ARTICOLO:
+---+

Sergio Damiani |
L’operazione costituisce la naturale prosecuzione delle precedenti
indagini dei Carabinieri denominate “Quattropuntozero” e “Montereale”, relative
al mandamento mafioso di San Giuseppe Jato e alla famiglia mafiosa di Monreale
e all’esito delle quali, tra marzo e ottobre 2016, erano stati tratti in
arresto molti esponenti apicali del medesimo sodalizio.
In
particolare, sono stati raggiunti dall’odierno provvedimento restrittivo:
1. DAMIANI Sergio, classe 1970,
panettiere, ritenuto reggente della famiglia di Monreale e già riconosciuto
uomo d’onore della medesima famiglia mafiosa (lo stesso era infatti nipote
del defunto DAMIANI Settimo, capo dell’organizzazione mafiosa monrealese prima
dell’avvento dello storico boss BALSANO Giuseppe);
2. LUPO Salvatore, classe 1988, già
reggente della famiglia mafiosa di Monreale, condannato in primo grado lo
scorso 24 aprile alla pena di 12 anni di reclusione per associazione di tipo
mafioso;
3. SPINA Girolamo, classe 1966, personaggio
di spicco della famiglia mafiosa di San Giuseppe Jato, recentemente
condannato in primo grado alla pena di 9 anni e 8 mesi di reclusione per
associazione mafiosa e altro;
4. BILLETTA Salvatore, classe 1969, appartenente
alla famiglia mafiosa di Monreale, condannato in primo grado alla pena di 8
anni e 4 mesi di reclusione per associazione mafiosa e altro;
5. ALAMIA Antonino, classe 1964, cassiere
del mandamento mafioso di San Giuseppe Jato,condannato in primo grado
alla pena di 12 anni di reclusione per associazione mafiosa e altro;
6. SCIORTINO Antonino, classe 1960,
muratore.
Le
complesse indagini hanno consentito di:
- documentare la
riorganizzazione territoriale di cosa nostra, avvenuta nell’arco di
pochi mesi, dopo l’esecuzione delle operazioni anzidetti, consentendo, in
particolare, di individuare i vertici ed i nuovi assetti della storica famiglia
mafiosa di Monreale;
- confermare
come la famiglia mafiosa di Monreale costituisca una delle articolazioni più
rilevanti del mandamento di San Giuseppe Jato, anche in considerazione della
posizione strategica attesa la vicinanza alla città di Palermo e alle altre
famiglie mafiose della provincia palermitana;
- comprendere
con modalità oggettive e documentate come si sia verificata nel tempo
all’interno dell’organizzazione mafiosa del mandamento di San Giuseppe Jato
– e della famiglia di Monreale in particolare – una rapida
evoluzione degli equilibri associativi;
- delineare
l’organigramma della famiglia mafiosa di Monreale;
- ricostruire
due vicende estorsive ai danni di imprenditori del settore edile;
- accertare
l’esistenza di una vera e propria cassa gestita dal mandamento di San Giuseppe
Jato, al cui interno periodicamente confluivano le risorse illecitamente
acquisite dagli indagati, derivanti prevalentemente dalle estorsioni praticate
su larga scala nel territorio di Monreale.

+---+

RIGHE DI DATI:

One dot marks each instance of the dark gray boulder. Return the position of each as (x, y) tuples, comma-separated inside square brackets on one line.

+---+

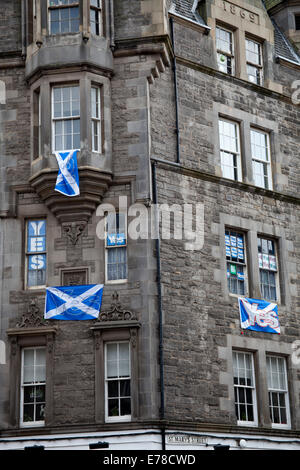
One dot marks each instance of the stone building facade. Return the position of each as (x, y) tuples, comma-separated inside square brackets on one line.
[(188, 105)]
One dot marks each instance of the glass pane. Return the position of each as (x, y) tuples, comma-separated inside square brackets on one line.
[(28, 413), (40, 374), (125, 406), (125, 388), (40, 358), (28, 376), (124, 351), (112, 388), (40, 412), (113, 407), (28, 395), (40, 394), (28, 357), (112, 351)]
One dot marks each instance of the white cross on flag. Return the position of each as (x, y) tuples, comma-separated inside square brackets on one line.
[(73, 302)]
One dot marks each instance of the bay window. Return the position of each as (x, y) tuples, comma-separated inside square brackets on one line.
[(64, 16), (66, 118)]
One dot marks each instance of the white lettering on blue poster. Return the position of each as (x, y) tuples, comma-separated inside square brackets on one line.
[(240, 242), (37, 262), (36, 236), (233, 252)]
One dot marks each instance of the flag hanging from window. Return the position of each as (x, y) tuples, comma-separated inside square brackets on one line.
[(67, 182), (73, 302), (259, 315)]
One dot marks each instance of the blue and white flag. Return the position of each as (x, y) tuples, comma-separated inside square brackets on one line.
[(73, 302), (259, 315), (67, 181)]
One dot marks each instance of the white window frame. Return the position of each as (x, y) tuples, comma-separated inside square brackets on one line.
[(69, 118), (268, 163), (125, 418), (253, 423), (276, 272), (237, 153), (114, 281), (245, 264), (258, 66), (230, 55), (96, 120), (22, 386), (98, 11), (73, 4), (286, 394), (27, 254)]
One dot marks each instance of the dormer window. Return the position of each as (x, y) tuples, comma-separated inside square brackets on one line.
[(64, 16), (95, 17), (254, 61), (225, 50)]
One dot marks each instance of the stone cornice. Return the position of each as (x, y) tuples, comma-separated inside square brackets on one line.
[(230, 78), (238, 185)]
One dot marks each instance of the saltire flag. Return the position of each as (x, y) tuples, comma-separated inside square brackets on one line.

+---+

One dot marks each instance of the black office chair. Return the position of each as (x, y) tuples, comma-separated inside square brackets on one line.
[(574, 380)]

+---+

ISTRUZIONI ESERCIZI:
**a.** Riassumi in una sola frase il paragrafo dell'articolo che comincia con «L'operazione costituisce la naturale prosecuzione», conservandone i fatti principali.
**b.** Rispondi a queste domande usando l'articolo:
(i) Che mestiere fa Sergio Damiani?
(ii) A quale pena è stato condannato in primo grado Girolamo Spina?
(iii) Da che cosa derivavano soprattutto le risorse che confluivano nella cassa del mandamento di San Giuseppe Jato?
Le voci non servono a svolgere questi esercizi.

SOLUZIONI:
**a.** L'operazione prosegue le indagini dei Carabinieri «Quattropuntozero» e «Montereale» sul mandamento mafioso di San Giuseppe Jato e sulla famiglia mafiosa di Monreale, che tra marzo e ottobre 2016 avevano portato all'arresto di molti esponenti di vertice del sodalizio.

**b.**
(i) Il panettiere.
(ii) A 9 anni e 8 mesi di reclusione.
(iii) Dalle estorsioni praticate su larga scala nel territorio di Monreale.